Extracted data entries
++++++++

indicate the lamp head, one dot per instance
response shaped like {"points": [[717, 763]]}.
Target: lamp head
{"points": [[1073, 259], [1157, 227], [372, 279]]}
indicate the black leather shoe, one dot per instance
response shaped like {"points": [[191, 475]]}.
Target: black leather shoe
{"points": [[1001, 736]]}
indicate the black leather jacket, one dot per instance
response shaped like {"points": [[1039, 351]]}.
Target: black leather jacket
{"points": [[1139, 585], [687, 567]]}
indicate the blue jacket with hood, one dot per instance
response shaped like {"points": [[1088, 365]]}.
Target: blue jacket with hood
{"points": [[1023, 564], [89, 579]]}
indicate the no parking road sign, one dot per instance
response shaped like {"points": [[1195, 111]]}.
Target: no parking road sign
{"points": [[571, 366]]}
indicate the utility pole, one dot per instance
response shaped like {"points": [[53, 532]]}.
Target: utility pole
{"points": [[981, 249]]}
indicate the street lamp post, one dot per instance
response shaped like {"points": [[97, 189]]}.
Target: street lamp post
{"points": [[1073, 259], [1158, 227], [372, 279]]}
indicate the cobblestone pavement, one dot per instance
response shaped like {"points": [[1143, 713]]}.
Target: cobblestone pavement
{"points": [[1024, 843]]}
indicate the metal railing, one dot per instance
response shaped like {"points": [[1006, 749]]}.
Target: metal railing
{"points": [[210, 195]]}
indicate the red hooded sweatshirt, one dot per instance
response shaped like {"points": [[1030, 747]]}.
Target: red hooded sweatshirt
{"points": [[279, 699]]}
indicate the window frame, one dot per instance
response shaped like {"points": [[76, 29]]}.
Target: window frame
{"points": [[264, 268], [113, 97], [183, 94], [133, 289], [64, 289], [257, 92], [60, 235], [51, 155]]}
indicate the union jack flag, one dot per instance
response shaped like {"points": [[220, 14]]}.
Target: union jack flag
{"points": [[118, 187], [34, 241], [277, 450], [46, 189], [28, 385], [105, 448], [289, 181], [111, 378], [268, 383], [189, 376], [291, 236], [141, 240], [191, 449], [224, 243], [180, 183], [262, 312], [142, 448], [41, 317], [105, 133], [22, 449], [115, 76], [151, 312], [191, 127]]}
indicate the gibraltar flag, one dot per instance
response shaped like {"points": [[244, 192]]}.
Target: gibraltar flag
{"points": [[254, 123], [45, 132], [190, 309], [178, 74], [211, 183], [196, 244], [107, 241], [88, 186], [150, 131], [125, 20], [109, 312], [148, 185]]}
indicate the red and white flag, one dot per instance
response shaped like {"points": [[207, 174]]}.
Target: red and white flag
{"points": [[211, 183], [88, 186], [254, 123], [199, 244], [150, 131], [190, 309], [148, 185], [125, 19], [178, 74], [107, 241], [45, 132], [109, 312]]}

++++++++

Direction → Update the stretch from the line containing "indicate the red and" through the end of the entries by replacing each "red and white flag" with "red and white banner". Leave everything else unchanged and give back only those lines.

Expected output →
indicate the red and white banner, one dot per instance
response shaped like {"points": [[207, 174]]}.
Target: red and white banner
{"points": [[211, 183], [88, 186], [254, 123], [199, 244], [150, 131], [190, 309], [148, 185], [125, 19], [178, 74], [107, 241], [45, 132], [109, 312]]}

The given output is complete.